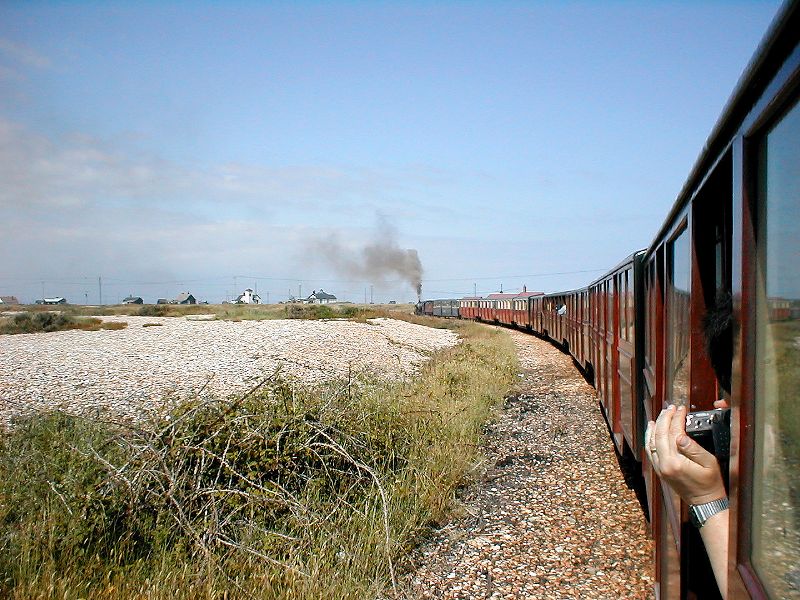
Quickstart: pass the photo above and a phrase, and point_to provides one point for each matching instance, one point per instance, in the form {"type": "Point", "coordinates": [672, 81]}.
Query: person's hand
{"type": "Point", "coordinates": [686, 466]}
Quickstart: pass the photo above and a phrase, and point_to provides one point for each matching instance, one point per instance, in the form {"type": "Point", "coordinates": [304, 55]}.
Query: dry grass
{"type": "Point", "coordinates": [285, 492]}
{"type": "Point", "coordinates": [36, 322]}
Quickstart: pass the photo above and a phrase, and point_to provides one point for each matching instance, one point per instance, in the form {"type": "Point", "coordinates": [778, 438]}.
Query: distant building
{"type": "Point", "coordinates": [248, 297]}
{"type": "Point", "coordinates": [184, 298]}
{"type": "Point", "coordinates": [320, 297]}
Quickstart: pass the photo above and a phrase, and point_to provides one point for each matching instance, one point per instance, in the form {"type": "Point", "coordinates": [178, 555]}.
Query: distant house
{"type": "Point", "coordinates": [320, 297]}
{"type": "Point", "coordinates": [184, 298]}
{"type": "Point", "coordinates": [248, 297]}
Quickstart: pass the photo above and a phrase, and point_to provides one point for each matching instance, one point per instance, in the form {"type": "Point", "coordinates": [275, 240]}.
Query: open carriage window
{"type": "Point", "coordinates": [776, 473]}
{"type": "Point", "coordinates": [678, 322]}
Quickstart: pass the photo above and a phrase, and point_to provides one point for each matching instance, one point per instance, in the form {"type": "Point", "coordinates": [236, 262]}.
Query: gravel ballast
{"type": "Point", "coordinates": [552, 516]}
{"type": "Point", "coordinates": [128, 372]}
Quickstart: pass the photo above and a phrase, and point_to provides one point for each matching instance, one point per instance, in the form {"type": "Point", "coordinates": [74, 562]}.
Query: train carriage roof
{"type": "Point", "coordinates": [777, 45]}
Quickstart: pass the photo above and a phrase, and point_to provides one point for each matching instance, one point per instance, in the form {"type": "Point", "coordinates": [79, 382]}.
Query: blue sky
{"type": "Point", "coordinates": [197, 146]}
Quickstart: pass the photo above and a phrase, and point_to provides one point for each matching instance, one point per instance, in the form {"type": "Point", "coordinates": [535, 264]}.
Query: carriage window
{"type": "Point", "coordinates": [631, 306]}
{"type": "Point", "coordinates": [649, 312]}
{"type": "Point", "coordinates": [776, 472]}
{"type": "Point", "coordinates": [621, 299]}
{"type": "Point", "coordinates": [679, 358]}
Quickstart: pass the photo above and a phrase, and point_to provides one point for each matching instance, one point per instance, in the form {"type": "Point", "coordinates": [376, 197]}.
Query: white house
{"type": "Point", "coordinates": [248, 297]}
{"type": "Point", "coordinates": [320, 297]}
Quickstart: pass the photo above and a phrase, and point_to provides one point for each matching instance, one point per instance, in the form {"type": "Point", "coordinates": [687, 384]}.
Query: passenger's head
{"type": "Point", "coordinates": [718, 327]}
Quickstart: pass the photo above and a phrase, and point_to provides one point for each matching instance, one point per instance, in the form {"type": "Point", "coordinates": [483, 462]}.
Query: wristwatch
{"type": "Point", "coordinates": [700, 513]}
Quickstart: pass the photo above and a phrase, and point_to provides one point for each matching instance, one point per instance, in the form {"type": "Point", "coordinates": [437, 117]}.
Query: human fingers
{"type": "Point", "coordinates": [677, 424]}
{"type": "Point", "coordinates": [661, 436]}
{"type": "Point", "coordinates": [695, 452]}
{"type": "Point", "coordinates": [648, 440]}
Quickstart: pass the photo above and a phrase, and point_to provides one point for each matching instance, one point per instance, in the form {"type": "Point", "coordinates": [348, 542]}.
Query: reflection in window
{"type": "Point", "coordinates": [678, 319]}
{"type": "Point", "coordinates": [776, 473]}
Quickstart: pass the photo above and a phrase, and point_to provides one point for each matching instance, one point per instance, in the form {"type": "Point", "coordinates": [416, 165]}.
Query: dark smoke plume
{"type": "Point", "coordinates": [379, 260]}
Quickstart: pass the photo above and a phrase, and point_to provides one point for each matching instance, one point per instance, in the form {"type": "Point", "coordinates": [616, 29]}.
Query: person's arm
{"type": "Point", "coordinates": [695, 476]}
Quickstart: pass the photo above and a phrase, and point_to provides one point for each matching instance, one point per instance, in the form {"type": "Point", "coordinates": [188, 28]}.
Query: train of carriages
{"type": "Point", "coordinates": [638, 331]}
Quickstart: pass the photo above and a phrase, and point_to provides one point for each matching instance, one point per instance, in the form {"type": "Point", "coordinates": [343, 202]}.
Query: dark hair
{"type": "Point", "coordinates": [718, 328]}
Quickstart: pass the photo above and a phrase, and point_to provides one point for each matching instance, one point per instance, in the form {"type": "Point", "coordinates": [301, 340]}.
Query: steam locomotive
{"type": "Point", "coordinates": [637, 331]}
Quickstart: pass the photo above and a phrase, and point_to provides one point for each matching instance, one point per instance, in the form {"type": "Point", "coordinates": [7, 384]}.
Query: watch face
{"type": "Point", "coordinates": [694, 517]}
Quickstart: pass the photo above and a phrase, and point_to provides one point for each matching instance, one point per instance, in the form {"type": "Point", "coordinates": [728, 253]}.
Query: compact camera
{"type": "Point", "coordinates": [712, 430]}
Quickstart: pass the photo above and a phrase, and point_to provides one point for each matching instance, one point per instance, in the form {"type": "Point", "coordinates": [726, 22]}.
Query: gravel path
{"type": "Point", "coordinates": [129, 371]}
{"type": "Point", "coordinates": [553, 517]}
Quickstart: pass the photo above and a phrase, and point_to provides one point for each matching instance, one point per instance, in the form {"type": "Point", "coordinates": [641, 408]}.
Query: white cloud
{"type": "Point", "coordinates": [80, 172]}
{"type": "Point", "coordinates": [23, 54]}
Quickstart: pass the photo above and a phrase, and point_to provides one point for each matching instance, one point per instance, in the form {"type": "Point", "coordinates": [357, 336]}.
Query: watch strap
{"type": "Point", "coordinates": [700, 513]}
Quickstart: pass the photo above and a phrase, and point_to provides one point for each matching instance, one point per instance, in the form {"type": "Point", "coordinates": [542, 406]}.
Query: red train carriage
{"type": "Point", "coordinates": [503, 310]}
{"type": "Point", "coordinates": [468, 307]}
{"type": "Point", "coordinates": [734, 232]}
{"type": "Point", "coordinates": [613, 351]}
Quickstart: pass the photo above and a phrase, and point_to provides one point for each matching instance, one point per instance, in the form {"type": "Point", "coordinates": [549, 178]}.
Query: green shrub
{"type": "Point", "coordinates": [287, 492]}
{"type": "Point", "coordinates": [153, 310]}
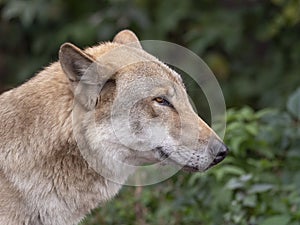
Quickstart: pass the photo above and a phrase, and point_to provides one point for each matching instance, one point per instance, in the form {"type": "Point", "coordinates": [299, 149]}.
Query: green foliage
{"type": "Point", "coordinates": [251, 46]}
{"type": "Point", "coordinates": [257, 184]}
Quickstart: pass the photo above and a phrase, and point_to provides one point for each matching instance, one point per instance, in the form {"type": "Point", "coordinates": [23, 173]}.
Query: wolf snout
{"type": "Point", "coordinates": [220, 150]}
________
(Aim) How many lines in the entries above contain the word "distant"? Reply with the number alone.

(Solution for this task) 2